**What is expected:** Look through the entries and count each line that includes the string "below". Reply with the number alone.

**Material provided:**
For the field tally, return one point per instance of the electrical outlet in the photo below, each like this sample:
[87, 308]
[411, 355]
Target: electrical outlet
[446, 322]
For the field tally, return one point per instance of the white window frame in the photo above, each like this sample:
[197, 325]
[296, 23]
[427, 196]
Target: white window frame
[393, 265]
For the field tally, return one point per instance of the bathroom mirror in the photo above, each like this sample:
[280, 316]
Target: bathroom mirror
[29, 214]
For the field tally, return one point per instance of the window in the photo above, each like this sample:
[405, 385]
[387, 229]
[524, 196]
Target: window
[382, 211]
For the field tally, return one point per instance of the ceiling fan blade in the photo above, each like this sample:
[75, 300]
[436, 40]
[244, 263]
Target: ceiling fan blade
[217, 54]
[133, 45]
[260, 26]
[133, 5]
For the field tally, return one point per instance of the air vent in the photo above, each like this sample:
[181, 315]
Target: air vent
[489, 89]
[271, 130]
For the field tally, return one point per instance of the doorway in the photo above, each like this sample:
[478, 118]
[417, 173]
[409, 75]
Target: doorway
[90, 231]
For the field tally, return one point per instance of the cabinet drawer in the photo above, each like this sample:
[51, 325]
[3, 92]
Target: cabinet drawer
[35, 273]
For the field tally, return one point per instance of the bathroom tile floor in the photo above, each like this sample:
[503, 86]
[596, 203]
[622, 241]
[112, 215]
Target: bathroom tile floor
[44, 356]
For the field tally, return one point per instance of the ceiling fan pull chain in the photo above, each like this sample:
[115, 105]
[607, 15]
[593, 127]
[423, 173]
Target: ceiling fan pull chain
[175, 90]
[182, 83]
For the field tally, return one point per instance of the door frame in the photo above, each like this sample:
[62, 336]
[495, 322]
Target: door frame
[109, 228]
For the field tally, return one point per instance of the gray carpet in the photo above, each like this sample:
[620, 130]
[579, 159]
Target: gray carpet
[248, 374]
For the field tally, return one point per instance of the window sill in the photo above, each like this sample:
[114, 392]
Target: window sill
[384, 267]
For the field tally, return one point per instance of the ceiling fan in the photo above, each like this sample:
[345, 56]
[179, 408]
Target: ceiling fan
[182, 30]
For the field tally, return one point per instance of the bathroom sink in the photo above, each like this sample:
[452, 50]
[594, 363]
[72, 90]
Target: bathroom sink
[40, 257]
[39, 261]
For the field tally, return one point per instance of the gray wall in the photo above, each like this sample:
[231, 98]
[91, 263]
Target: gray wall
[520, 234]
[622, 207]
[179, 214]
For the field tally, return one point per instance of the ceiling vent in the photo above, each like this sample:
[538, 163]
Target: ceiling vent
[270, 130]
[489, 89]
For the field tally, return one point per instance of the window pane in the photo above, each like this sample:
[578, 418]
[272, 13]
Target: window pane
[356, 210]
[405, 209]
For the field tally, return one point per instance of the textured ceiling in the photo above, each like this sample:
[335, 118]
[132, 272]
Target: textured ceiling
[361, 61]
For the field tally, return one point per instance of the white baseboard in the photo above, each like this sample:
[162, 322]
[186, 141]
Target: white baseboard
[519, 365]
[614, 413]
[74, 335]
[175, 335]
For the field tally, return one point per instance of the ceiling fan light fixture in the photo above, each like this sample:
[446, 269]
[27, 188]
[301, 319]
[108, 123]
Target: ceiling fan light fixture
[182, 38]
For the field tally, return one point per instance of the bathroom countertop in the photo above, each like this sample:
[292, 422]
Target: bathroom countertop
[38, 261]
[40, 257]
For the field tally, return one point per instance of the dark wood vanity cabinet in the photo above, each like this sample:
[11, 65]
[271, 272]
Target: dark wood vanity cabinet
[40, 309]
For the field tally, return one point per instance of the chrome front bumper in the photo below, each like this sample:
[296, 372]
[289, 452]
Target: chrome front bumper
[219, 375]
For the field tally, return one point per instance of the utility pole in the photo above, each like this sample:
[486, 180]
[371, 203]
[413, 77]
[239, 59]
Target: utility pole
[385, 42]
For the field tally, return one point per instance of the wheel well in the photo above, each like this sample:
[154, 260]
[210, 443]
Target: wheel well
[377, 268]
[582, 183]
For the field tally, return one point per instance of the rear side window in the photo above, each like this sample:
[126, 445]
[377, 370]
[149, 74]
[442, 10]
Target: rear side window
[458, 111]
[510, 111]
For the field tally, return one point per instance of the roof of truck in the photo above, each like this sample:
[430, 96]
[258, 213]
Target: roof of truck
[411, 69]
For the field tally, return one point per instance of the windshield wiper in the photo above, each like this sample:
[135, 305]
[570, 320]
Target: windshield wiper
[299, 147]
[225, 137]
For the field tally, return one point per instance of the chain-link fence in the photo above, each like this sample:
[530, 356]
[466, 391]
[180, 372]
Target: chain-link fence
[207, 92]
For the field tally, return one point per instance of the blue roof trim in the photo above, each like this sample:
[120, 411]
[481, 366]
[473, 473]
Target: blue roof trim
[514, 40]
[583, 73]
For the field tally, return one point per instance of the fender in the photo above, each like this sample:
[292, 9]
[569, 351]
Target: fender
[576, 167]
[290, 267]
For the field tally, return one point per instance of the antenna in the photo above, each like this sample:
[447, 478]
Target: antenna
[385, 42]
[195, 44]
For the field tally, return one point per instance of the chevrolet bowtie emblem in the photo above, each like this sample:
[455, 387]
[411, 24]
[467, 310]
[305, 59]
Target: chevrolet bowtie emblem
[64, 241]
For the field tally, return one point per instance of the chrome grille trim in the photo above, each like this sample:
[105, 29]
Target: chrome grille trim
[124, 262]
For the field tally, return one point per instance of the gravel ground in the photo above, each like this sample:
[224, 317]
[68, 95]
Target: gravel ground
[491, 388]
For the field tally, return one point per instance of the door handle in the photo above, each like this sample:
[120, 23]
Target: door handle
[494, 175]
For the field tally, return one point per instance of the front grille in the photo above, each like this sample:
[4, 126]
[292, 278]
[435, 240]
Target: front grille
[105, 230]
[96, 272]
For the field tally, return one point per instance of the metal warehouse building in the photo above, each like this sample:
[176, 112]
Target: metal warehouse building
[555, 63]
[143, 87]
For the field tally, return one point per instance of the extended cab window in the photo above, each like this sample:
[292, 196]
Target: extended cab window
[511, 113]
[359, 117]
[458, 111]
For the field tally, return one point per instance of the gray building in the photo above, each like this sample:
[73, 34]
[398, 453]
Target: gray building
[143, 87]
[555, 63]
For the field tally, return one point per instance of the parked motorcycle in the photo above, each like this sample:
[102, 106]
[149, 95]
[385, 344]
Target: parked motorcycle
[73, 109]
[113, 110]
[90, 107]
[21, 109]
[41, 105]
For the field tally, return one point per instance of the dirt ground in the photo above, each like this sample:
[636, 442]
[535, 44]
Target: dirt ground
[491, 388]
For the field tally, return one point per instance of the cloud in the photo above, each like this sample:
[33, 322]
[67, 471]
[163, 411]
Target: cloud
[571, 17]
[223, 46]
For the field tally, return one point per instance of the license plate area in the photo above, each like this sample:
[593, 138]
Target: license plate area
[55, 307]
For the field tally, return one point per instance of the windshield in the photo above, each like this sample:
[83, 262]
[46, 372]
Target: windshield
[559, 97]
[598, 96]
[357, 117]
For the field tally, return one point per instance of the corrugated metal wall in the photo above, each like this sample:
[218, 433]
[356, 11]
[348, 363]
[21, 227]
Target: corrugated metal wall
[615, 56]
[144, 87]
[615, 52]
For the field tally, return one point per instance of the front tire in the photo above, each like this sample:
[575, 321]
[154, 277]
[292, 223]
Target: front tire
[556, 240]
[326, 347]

**Task output:** 2